Data extracted from a collection
+---+
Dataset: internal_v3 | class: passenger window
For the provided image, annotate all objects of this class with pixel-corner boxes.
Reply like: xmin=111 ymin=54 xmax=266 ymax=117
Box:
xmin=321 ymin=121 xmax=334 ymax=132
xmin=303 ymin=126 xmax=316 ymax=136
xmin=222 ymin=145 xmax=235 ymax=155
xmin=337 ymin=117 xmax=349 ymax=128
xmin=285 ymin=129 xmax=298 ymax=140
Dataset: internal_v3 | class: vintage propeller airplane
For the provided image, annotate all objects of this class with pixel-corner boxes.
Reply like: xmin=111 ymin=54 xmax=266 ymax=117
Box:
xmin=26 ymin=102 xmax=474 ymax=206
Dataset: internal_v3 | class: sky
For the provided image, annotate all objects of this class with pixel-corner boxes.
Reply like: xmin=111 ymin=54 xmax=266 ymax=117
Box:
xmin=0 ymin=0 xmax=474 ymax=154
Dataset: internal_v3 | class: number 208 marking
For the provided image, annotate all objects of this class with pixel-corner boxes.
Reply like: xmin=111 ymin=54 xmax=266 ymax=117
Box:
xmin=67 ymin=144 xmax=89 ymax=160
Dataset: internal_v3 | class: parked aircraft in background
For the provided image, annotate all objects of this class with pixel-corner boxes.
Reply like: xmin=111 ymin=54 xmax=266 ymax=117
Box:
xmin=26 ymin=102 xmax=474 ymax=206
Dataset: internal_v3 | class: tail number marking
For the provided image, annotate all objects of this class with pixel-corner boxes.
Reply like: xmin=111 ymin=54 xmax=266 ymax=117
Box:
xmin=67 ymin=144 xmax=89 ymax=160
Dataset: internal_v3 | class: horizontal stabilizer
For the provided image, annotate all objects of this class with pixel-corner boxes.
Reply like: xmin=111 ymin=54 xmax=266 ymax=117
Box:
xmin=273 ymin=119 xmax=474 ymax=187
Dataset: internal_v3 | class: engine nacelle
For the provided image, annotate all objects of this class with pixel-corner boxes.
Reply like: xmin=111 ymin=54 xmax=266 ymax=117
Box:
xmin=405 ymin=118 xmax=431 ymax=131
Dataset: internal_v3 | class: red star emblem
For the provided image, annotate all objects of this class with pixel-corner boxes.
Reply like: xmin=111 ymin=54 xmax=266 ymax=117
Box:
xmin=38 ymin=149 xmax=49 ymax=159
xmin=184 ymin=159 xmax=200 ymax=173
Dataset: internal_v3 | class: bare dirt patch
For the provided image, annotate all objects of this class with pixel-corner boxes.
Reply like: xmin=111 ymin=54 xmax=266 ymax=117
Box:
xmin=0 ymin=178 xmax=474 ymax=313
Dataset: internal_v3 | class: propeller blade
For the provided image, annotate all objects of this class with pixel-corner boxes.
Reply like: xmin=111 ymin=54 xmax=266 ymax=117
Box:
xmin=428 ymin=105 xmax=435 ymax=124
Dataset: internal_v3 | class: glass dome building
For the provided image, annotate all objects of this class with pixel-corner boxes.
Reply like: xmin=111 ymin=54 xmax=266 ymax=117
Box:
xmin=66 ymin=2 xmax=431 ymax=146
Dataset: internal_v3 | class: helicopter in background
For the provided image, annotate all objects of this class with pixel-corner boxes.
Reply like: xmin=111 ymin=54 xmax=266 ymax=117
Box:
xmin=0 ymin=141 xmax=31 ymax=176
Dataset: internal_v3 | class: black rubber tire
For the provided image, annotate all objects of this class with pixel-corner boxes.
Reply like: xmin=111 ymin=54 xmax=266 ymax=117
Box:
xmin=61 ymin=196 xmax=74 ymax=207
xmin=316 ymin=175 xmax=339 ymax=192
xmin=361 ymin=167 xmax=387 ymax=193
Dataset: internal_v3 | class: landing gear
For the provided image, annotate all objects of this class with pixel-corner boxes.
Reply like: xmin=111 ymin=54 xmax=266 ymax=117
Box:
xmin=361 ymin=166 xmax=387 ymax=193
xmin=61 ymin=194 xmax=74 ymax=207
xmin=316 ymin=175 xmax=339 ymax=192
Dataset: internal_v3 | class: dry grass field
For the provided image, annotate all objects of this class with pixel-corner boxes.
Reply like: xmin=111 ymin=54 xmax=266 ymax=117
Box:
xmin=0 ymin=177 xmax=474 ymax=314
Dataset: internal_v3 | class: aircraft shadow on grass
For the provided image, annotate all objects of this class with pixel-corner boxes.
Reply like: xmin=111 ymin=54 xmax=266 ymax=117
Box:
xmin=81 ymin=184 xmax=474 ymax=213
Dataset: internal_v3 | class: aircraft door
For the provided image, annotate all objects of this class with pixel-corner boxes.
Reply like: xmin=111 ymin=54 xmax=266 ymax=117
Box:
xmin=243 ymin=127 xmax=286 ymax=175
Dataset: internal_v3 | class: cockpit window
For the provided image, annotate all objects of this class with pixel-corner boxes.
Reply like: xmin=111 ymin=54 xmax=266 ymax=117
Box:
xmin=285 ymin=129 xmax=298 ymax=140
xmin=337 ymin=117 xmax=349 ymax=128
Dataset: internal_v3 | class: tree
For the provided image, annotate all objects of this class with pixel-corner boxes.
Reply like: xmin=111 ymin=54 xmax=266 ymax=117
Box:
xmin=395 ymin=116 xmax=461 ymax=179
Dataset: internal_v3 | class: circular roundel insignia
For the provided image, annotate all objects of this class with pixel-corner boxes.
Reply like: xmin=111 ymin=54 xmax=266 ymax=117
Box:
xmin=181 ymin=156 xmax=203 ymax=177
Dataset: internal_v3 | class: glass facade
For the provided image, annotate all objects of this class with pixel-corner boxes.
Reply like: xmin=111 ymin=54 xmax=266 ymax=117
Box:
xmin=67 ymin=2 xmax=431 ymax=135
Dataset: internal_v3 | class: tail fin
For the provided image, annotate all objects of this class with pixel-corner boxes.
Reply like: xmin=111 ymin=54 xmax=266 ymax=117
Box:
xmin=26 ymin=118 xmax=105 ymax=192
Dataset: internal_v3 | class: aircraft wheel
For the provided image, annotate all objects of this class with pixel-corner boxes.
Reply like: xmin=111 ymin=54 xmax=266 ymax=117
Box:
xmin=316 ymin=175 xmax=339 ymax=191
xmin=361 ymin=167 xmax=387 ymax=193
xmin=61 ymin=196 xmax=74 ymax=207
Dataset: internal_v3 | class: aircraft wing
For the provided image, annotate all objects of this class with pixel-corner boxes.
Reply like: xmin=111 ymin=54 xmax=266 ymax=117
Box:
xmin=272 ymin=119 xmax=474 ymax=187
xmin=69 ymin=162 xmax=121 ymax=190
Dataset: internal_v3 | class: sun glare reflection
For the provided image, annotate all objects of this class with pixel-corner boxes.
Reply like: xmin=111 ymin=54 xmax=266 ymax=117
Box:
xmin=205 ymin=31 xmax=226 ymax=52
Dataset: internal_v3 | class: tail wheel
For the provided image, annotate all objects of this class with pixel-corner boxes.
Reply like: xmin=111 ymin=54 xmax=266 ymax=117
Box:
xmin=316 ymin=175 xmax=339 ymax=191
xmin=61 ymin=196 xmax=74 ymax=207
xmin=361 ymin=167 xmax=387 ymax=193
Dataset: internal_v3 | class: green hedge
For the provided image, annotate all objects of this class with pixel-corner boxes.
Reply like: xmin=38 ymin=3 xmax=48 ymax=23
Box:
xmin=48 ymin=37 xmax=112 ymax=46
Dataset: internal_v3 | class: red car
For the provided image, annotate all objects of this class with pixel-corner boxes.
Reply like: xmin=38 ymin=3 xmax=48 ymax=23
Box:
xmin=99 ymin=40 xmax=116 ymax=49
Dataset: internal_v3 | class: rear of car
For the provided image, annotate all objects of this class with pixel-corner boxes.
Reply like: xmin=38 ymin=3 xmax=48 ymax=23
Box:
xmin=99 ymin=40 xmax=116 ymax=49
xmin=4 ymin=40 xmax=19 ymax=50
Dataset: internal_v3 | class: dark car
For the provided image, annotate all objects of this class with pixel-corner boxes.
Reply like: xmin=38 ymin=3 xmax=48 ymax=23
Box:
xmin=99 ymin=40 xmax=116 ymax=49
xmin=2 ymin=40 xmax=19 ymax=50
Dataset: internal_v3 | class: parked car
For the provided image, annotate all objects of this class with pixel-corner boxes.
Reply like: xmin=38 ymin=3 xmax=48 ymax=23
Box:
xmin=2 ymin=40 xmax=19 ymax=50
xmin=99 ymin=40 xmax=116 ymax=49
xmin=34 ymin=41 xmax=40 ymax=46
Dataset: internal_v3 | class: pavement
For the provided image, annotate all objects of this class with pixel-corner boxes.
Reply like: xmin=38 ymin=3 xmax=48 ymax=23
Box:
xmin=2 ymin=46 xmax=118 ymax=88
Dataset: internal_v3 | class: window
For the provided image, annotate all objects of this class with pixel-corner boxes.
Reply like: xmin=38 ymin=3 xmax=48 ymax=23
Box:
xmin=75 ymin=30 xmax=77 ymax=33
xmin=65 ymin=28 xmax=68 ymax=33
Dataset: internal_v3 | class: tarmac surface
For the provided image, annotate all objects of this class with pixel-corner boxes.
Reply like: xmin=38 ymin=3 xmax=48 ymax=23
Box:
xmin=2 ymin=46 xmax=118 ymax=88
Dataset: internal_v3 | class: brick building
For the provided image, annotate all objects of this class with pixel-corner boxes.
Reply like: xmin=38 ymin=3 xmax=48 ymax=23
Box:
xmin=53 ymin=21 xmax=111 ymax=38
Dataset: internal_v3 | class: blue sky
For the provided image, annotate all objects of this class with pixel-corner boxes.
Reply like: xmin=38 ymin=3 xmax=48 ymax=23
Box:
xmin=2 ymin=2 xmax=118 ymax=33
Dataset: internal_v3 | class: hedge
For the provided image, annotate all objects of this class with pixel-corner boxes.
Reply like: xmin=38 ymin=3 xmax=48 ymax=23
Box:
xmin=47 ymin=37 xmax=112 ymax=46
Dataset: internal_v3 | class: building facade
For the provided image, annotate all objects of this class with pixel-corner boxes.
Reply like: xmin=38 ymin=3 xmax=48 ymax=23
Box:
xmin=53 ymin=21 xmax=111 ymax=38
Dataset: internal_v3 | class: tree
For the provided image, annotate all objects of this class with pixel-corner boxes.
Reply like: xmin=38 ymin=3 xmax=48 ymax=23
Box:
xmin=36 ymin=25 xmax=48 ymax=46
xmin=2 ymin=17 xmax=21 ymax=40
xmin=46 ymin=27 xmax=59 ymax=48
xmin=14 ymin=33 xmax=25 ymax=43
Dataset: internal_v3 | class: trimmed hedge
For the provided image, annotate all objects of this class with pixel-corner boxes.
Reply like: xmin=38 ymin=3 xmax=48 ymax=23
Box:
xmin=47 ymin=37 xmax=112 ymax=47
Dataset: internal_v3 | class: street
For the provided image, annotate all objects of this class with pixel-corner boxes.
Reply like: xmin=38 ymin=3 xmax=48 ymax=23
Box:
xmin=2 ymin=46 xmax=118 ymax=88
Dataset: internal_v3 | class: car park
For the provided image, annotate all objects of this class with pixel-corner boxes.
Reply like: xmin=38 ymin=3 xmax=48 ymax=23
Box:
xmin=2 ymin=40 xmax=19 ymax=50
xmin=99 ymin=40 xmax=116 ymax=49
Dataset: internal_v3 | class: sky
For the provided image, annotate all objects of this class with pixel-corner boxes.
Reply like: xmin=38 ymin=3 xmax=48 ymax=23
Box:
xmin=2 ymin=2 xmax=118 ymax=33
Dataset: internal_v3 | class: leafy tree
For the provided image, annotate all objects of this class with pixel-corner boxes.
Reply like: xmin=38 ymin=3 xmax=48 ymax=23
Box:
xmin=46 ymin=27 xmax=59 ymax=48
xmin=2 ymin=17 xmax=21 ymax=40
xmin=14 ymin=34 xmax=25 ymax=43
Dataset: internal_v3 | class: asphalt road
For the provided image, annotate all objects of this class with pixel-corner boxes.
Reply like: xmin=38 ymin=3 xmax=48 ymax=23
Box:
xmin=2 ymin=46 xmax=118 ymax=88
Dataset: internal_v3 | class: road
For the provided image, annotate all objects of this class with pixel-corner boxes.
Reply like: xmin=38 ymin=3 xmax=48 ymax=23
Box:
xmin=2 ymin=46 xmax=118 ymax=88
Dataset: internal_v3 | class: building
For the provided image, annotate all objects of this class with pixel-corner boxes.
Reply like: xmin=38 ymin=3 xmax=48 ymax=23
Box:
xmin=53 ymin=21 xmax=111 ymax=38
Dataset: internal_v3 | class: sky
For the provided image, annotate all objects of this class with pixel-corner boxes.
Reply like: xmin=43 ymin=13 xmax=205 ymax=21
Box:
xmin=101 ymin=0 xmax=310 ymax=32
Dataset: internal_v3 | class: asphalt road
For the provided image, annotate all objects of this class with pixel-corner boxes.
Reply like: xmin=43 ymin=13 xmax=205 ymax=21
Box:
+---+
▶ What the task requires
Report how many lines of the records contain the word "marking". Case counts, and give only the number.

▶ The answer
2